Given instruction: The lines to extract start at the one containing "Q: For every instance of the lichen-covered" and end with the last line; give them exactly and nothing more.

====================

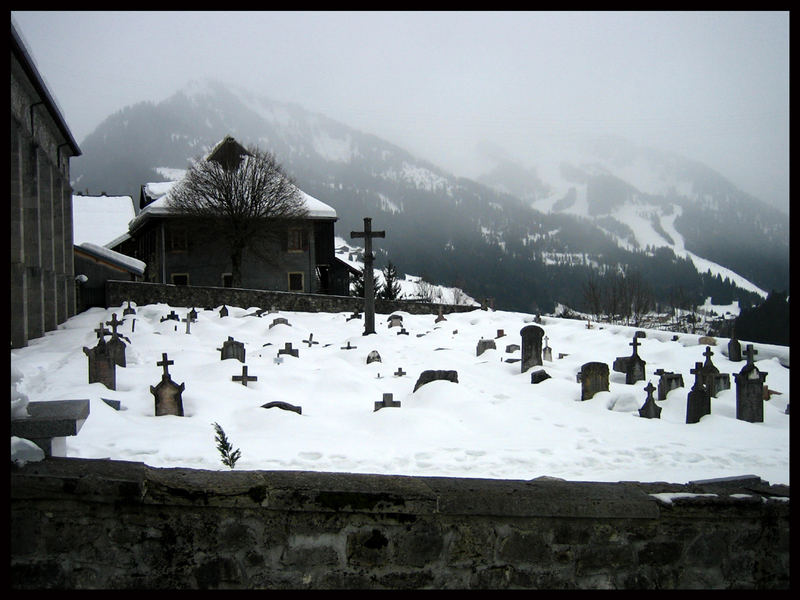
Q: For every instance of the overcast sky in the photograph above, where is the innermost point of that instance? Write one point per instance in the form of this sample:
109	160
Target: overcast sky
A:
710	86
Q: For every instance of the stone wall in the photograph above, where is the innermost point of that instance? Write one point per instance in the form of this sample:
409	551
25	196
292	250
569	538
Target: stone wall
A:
119	292
79	523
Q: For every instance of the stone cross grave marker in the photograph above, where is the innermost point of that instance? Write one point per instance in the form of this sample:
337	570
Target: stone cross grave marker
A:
698	403
244	377
116	347
667	382
167	394
102	368
232	349
750	390
650	410
531	346
593	378
369	275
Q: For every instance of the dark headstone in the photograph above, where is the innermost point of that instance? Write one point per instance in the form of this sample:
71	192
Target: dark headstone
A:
483	346
287	349
167	394
232	349
698	402
284	406
539	375
734	350
593	378
102	367
667	382
650	410
431	375
531	346
386	402
750	390
244	377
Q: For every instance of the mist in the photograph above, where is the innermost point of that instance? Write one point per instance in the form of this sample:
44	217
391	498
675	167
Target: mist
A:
710	86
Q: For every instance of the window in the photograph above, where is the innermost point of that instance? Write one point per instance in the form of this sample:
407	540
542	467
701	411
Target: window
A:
295	282
177	238
297	240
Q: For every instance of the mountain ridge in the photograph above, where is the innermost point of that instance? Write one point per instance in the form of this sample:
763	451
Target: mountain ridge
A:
498	241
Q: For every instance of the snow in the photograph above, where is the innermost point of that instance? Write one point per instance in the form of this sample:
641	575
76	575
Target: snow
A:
493	423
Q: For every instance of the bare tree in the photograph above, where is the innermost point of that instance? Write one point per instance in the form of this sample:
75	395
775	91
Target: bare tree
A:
242	198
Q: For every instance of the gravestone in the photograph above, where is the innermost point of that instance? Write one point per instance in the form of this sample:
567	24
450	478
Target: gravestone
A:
633	366
47	424
369	274
547	351
102	367
167	394
650	410
432	375
750	390
116	347
531	346
593	378
172	316
287	349
232	349
734	350
698	402
484	345
284	406
539	375
395	321
387	402
667	382
244	377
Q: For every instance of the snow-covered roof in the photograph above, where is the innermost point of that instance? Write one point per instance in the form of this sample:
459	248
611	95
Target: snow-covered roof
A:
100	220
132	264
160	190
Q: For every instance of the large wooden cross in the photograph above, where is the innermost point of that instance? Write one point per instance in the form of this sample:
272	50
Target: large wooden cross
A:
369	282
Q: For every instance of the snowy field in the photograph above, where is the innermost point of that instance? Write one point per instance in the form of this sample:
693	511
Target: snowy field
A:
493	423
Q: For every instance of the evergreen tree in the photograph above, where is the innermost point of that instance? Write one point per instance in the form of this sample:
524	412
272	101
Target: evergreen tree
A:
391	286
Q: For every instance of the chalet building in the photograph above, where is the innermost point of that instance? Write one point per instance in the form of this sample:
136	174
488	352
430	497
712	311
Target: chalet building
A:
96	223
42	278
303	260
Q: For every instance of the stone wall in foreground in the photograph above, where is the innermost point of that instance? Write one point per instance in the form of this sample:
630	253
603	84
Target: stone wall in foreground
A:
80	523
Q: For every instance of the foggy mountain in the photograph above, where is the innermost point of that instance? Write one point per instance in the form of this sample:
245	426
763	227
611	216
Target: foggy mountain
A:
527	236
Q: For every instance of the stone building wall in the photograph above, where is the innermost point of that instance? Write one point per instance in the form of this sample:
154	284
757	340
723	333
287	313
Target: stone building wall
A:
79	523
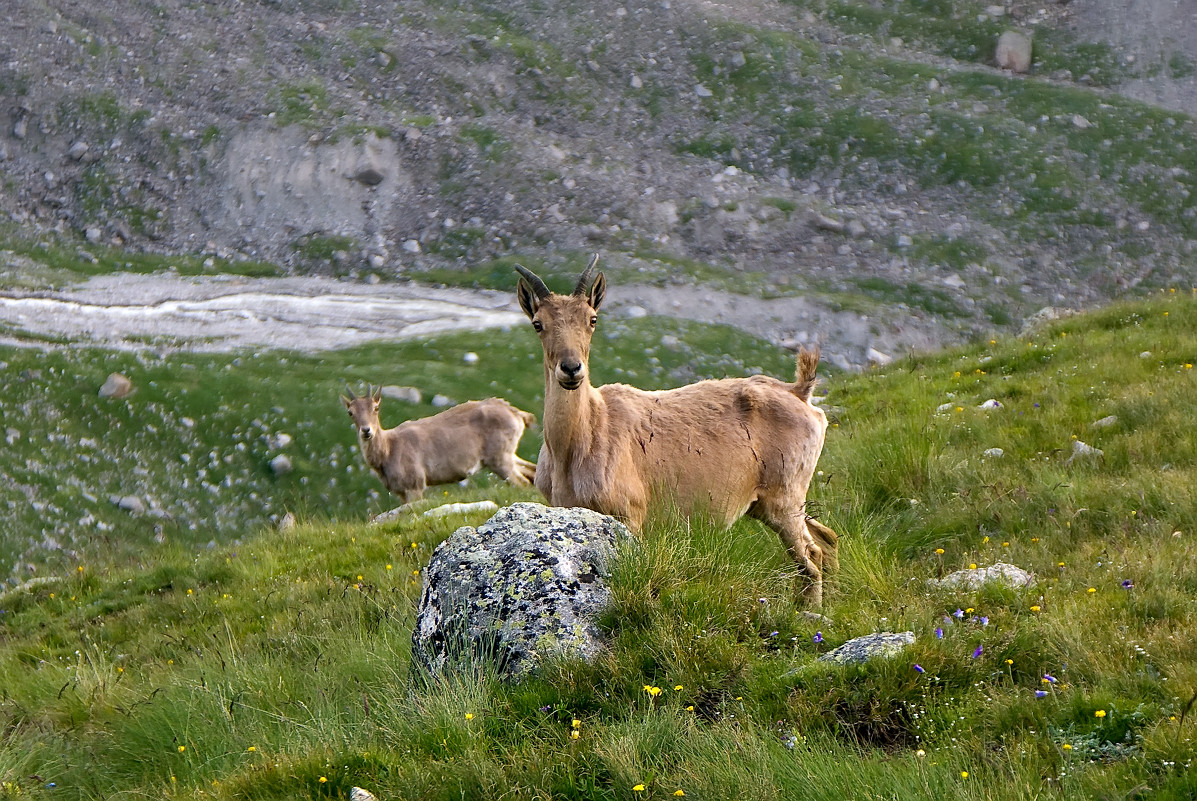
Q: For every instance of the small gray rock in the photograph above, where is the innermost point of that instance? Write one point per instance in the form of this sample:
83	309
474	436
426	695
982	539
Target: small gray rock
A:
998	572
1013	52
116	386
861	649
132	504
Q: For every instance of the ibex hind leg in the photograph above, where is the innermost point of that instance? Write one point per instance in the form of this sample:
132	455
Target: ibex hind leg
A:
791	527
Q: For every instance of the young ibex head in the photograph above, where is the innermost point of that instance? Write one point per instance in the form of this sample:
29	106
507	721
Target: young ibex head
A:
364	411
564	322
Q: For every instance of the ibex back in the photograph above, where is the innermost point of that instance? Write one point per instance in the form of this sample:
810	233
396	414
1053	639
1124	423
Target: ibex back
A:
733	445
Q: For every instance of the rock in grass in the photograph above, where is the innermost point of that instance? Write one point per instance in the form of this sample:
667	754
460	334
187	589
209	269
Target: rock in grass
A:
1002	572
116	386
861	649
1013	52
526	584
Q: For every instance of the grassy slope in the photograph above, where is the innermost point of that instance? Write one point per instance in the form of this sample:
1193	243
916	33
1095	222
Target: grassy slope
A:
278	666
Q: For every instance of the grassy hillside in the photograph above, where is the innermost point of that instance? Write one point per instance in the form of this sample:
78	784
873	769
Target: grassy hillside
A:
277	666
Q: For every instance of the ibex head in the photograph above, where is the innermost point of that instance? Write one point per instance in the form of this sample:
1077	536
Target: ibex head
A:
364	411
564	322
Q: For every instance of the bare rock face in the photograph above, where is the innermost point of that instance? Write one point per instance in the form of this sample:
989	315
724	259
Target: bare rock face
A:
1013	52
527	583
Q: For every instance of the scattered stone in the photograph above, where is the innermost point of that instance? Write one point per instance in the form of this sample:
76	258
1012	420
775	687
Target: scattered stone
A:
461	509
528	583
885	644
116	386
998	572
409	394
132	504
1013	52
876	357
369	176
1081	450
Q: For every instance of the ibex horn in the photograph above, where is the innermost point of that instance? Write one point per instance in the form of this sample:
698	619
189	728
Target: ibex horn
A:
583	284
538	285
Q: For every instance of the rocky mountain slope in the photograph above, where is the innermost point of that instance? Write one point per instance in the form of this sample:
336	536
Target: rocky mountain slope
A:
868	157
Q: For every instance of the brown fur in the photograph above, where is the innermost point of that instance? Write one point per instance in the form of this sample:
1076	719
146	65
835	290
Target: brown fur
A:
730	447
443	448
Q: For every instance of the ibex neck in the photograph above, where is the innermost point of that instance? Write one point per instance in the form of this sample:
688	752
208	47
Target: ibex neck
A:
570	418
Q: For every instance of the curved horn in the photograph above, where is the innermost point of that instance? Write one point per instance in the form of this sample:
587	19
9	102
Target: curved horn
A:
538	285
583	284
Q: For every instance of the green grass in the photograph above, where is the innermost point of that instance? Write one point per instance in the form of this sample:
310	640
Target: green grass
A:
275	665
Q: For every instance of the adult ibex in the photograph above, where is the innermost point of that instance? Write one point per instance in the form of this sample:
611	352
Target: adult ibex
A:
443	448
731	445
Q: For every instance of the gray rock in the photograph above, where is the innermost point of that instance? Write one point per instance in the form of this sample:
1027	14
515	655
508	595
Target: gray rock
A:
998	572
526	584
116	386
1013	52
132	504
1083	451
409	394
861	649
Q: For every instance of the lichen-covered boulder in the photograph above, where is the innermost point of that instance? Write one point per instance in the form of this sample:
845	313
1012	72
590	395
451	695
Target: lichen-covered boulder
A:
524	584
885	644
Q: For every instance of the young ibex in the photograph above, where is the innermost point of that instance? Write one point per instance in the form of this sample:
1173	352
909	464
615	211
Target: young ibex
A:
443	448
730	445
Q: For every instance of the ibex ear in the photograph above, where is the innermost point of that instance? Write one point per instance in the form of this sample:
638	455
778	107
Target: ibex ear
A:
597	291
528	301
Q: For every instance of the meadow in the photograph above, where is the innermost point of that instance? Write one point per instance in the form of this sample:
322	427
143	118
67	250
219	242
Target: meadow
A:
204	653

====================

Reply to the task:
Q: For every instance of the lichen-covered boulder in the photograph above, where is the innermost point of that instance? Write one point per instance in the form of this sample:
845	313
1012	72
590	395
451	695
Target: lichen-covered boulder
A:
524	584
885	644
Q: For every instance of the young ibex in the photograph above, where is the innermost point of that instance? Write one point per instance in the form of this sample:
1173	352
909	464
615	211
Target: young ibex
A:
443	448
730	445
Q: For every instance of the ibex ear in the photograph above, where is the innermost point of that instance? Write one point per instance in the form of this sample:
638	455
778	107
Target: ibex ear
A:
597	291
528	301
Q: For every instance of the meadow in the photograph above, where is the innermost point of that instance? Write one point per instance in the form of this sample:
322	427
143	118
67	250
219	242
Target: meadow
A:
204	653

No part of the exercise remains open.